* [PROMPT]: An exact copy of all records is expected, minus the images.

-=-=-

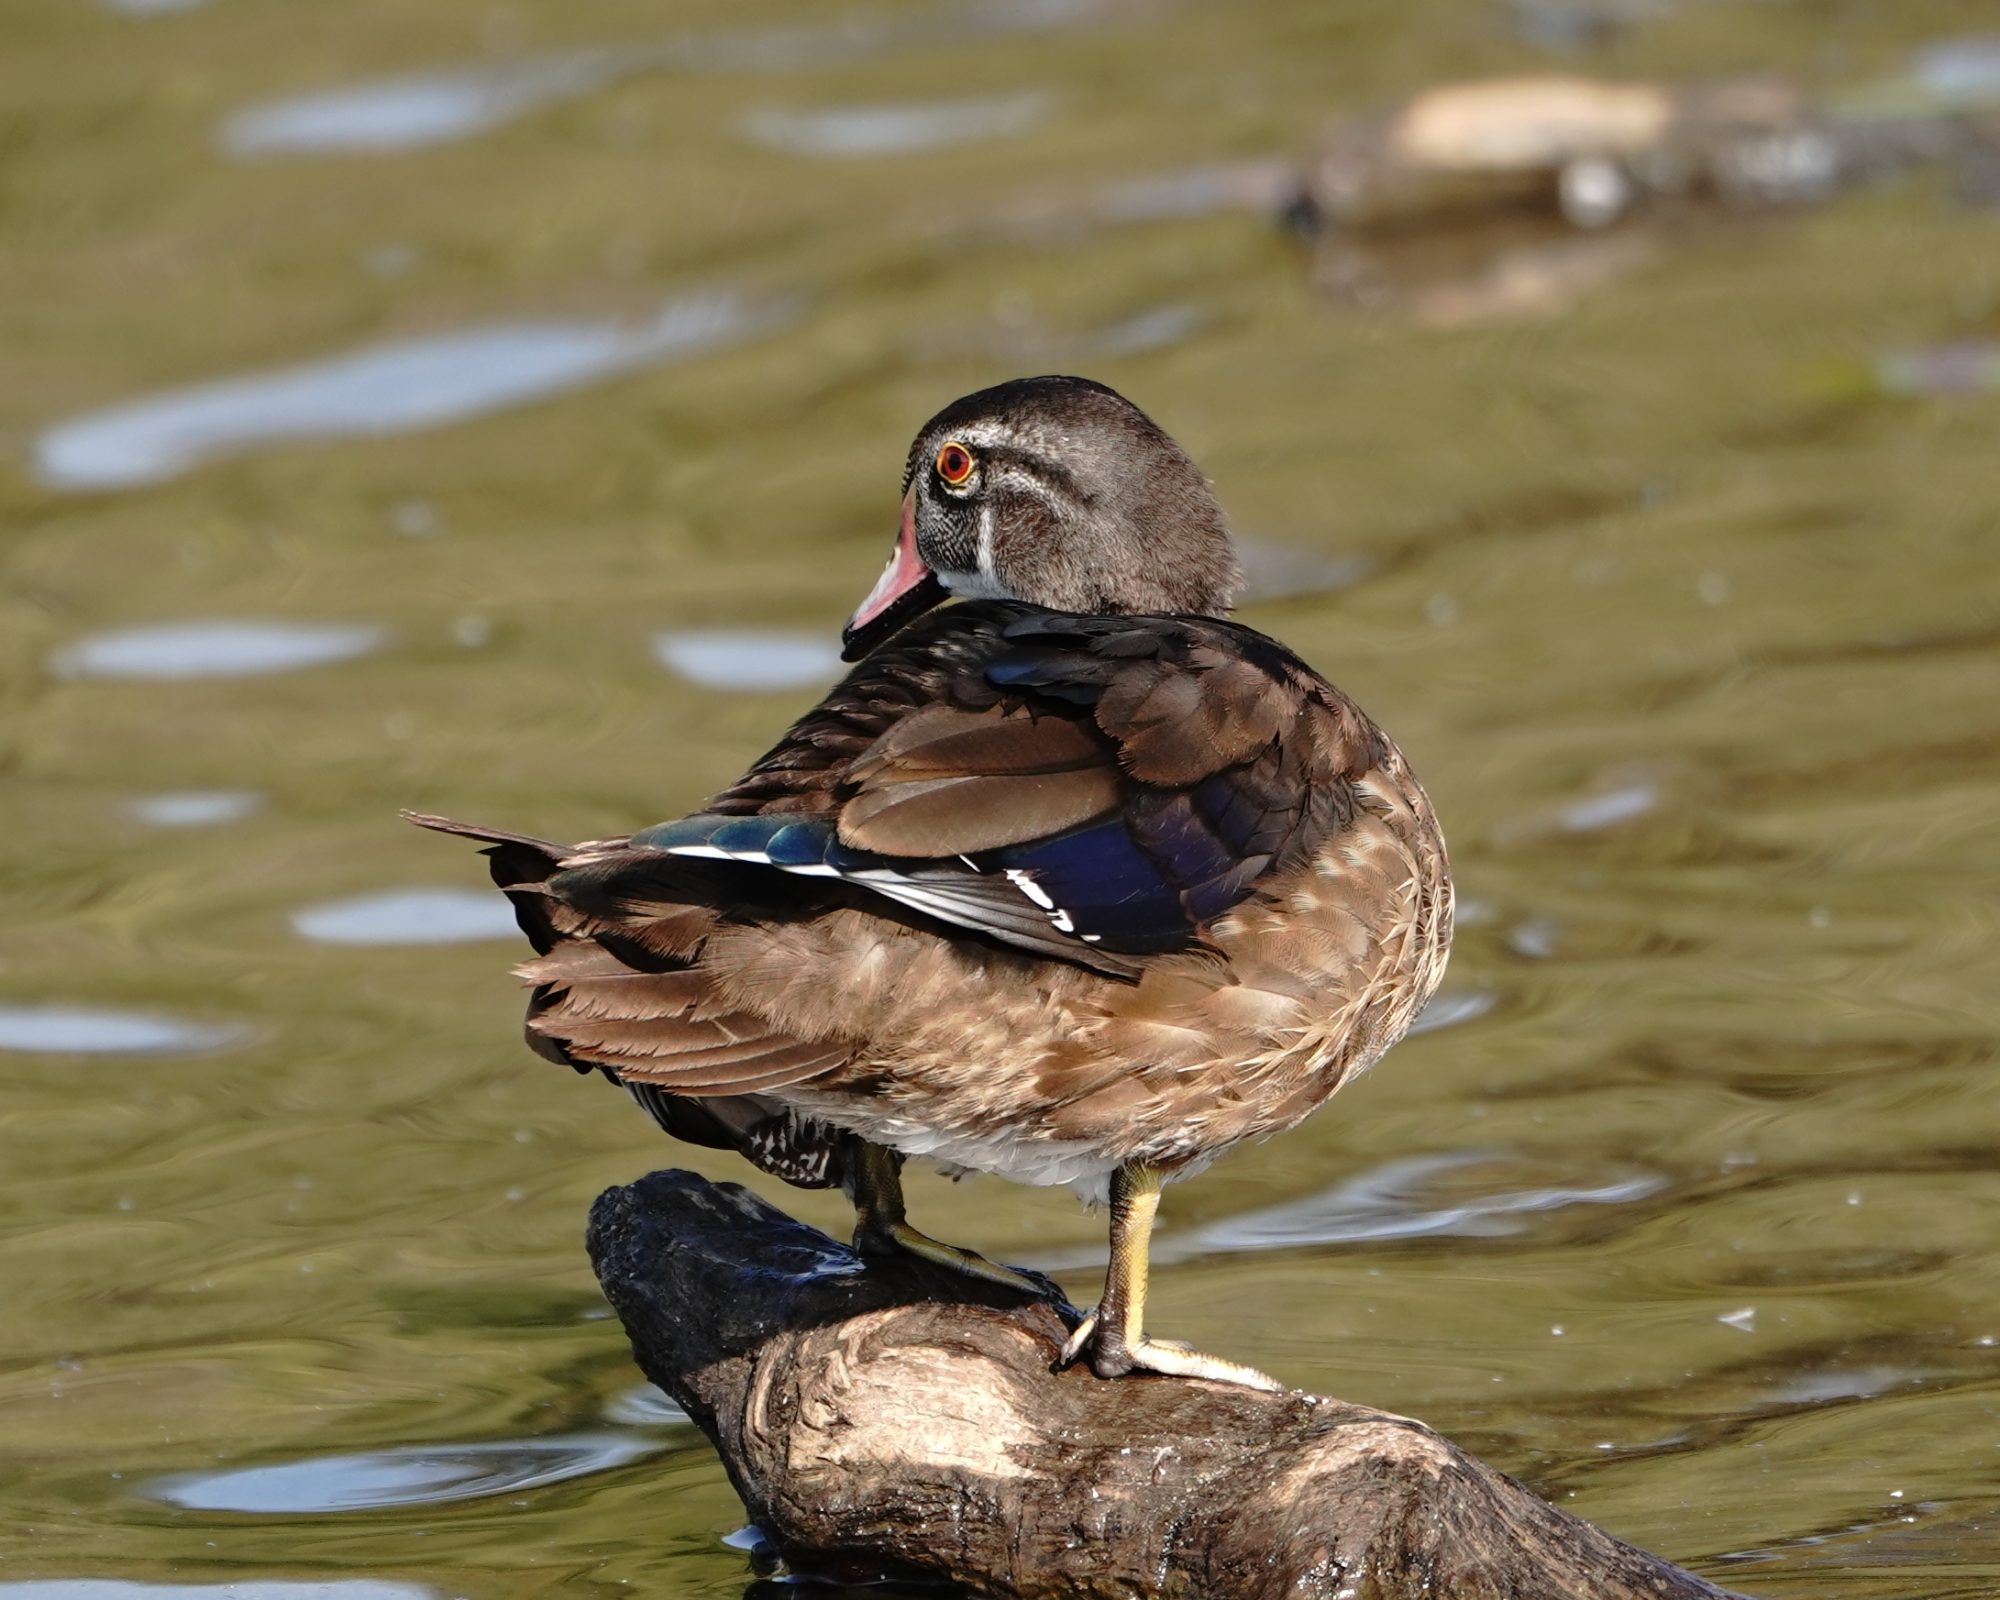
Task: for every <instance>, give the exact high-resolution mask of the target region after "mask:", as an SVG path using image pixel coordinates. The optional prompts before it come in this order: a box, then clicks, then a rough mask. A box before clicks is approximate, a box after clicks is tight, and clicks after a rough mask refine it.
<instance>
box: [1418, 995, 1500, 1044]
mask: <svg viewBox="0 0 2000 1600" xmlns="http://www.w3.org/2000/svg"><path fill="white" fill-rule="evenodd" d="M1492 1008H1494V996H1492V994H1486V992H1484V990H1460V992H1456V994H1440V996H1436V998H1434V1000H1432V1002H1430V1004H1428V1006H1424V1010H1420V1012H1418V1014H1416V1022H1412V1024H1410V1032H1412V1034H1430V1032H1436V1030H1438V1028H1456V1026H1458V1024H1460V1022H1472V1020H1474V1018H1478V1016H1486V1012H1490V1010H1492Z"/></svg>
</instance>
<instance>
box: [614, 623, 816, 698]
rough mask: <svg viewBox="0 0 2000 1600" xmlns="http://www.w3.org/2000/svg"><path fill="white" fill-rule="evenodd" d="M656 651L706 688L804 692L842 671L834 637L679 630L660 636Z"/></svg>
mask: <svg viewBox="0 0 2000 1600" xmlns="http://www.w3.org/2000/svg"><path fill="white" fill-rule="evenodd" d="M652 650H654V656H658V658H660V664H662V666H666V668H668V670H672V672H678V674H680V676H682V678H686V680H688V682H694V684H702V686H704V688H726V690H762V688H800V686H810V684H826V682H830V680H832V678H834V676H836V674H838V672H840V646H838V644H834V642H832V640H830V638H818V636H816V634H804V632H788V630H780V628H676V630H672V632H666V634H656V636H654V640H652Z"/></svg>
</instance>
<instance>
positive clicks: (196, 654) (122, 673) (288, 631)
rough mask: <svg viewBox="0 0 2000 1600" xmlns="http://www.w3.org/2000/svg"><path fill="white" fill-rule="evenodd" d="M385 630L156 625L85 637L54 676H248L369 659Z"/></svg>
mask: <svg viewBox="0 0 2000 1600" xmlns="http://www.w3.org/2000/svg"><path fill="white" fill-rule="evenodd" d="M386 640H388V630H386V628H376V626H372V624H334V622H232V620H222V622H156V624H152V626H146V628H116V630H112V632H106V634H90V636H88V638H80V640H76V642H74V644H66V646H62V648H60V650H56V652H52V654H50V658H48V670H50V672H52V674H56V676H58V678H160V680H166V678H250V676H256V674H260V672H292V670H296V668H302V666H326V664H328V662H344V660H352V658H354V656H366V654H368V652H370V650H378V648H380V646H382V644H384V642H386Z"/></svg>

-=-=-

* [SOLVED PROBLEM]:
Task: for every <instance>, give the exact high-resolution mask of the target region after "mask:", as an SVG path using image pixel coordinates. The optional prompts before it come in this order: a box, then clicks, then a rough mask. A box before clicks is approximate, a box after clicks is tight, and clicks after a rough mask refine it.
<instance>
box: [1418, 995, 1500, 1044]
mask: <svg viewBox="0 0 2000 1600" xmlns="http://www.w3.org/2000/svg"><path fill="white" fill-rule="evenodd" d="M1492 1008H1494V996H1492V994H1486V992H1484V990H1460V992H1456V994H1440V996H1436V998H1434V1000H1432V1002H1430V1004H1428V1006H1424V1010H1420V1012H1418V1014H1416V1022H1412V1024H1410V1032H1412V1034H1430V1032H1436V1030H1438V1028H1456V1026H1458V1024H1460V1022H1472V1020H1474V1018H1478V1016H1486V1012H1490V1010H1492Z"/></svg>
</instance>
<instance>
box: [614, 623, 816, 698]
rough mask: <svg viewBox="0 0 2000 1600" xmlns="http://www.w3.org/2000/svg"><path fill="white" fill-rule="evenodd" d="M656 651L706 688L804 692L842 671L834 637L679 630L660 636Z"/></svg>
mask: <svg viewBox="0 0 2000 1600" xmlns="http://www.w3.org/2000/svg"><path fill="white" fill-rule="evenodd" d="M652 650H654V656H658V658H660V664H662V666H666V668H668V670H672V672H678V674H680V676H682V678H686V680H688V682H694V684H702V686H704V688H726V690H762V688H800V686H810V684H826V682H830V680H832V678H834V676H836V674H838V672H840V646H838V644H834V642H832V640H830V638H818V636H816V634H804V632H788V630H780V628H676V630H672V632H666V634H656V636H654V640H652Z"/></svg>
</instance>
<instance>
positive clicks: (196, 654) (122, 673) (288, 631)
rough mask: <svg viewBox="0 0 2000 1600" xmlns="http://www.w3.org/2000/svg"><path fill="white" fill-rule="evenodd" d="M385 630L156 625L85 637L54 676H248L369 659Z"/></svg>
mask: <svg viewBox="0 0 2000 1600" xmlns="http://www.w3.org/2000/svg"><path fill="white" fill-rule="evenodd" d="M386 640H388V630H386V628H376V626H372V624H334V622H232V620H222V622H156V624H152V626H146V628H116V630H112V632H106V634H90V636H88V638H80V640H76V642H74V644H66V646H62V648H60V650H56V652H52V654H50V658H48V670H50V672H52V674H56V676H58V678H160V680H166V678H250V676H256V674H260V672H292V670H296V668H302V666H326V664H328V662H344V660H352V658H354V656H366V654H368V652H370V650H378V648H380V646H382V644H384V642H386Z"/></svg>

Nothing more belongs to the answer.